Problem statement ▸
Pull every line that holds the word "gets" from the entries.

Data provided ▸
=== Section Start ===

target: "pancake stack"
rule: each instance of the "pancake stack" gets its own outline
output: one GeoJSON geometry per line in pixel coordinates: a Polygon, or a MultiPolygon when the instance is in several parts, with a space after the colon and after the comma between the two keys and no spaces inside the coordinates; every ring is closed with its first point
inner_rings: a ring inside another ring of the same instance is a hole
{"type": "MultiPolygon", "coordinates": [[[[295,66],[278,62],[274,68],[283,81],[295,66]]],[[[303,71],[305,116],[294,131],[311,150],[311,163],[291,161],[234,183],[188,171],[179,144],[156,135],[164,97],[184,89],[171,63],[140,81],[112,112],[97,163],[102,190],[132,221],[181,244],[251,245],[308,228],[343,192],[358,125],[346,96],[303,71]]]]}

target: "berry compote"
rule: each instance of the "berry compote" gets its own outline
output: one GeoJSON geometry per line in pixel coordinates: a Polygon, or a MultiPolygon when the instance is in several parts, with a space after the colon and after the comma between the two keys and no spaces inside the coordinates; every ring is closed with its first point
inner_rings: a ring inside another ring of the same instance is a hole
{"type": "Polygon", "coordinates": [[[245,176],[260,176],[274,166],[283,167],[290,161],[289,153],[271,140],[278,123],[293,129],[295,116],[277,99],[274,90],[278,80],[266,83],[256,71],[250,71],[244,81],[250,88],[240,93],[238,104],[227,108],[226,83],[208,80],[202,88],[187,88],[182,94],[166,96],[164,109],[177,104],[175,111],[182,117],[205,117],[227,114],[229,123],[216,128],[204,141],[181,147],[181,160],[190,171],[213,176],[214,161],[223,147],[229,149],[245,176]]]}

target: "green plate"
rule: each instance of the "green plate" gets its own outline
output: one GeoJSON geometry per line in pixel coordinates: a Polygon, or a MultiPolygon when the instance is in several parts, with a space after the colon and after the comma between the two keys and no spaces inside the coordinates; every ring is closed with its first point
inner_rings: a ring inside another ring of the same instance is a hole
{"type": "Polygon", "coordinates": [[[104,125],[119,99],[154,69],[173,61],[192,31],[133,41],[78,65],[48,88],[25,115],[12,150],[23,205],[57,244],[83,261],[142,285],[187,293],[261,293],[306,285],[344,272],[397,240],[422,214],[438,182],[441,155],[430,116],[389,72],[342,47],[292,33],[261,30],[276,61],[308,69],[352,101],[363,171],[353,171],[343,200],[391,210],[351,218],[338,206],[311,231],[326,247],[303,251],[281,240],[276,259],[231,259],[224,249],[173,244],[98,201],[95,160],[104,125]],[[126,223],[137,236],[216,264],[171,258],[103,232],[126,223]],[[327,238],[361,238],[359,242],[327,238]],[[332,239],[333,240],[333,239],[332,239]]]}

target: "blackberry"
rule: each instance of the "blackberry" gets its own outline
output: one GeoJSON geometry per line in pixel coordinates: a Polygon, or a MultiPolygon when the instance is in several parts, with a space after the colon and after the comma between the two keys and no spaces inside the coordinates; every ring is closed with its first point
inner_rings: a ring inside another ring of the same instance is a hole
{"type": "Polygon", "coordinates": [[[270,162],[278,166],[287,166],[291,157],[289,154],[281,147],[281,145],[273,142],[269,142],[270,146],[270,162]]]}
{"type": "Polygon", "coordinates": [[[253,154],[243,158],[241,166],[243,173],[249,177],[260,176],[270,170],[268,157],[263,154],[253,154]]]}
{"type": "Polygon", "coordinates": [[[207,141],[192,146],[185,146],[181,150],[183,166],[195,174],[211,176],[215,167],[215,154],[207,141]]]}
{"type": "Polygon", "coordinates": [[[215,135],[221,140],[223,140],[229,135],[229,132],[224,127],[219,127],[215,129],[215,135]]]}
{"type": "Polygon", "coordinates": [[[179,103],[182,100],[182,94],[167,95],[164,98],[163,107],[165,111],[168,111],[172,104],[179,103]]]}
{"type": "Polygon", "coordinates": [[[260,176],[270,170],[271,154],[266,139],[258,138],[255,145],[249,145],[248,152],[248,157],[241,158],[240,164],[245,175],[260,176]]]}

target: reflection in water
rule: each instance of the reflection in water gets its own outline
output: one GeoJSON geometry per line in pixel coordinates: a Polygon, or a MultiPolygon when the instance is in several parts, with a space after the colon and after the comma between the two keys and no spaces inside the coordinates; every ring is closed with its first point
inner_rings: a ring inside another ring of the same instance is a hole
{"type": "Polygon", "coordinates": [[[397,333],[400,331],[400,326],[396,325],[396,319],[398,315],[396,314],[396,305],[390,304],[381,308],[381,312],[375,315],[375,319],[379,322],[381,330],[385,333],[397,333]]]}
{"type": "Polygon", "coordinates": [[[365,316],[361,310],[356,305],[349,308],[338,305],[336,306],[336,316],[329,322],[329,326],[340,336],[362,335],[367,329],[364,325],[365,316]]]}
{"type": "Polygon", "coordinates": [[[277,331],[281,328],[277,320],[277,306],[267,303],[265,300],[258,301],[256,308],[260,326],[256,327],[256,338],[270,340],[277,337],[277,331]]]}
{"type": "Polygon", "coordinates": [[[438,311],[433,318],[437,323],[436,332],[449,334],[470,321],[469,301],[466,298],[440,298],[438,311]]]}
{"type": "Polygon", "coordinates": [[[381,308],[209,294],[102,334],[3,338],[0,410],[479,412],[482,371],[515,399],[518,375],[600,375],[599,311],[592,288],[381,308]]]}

=== Section End ===

Response below ▸
rule: each instance of the "pancake stack" gets its own outline
rule: each instance of the "berry compote" gets its own outline
rule: each instance of the "green plate" gets its own outline
rule: each instance of the "blackberry" gets its own outline
rule: each instance of the reflection in water gets its own outline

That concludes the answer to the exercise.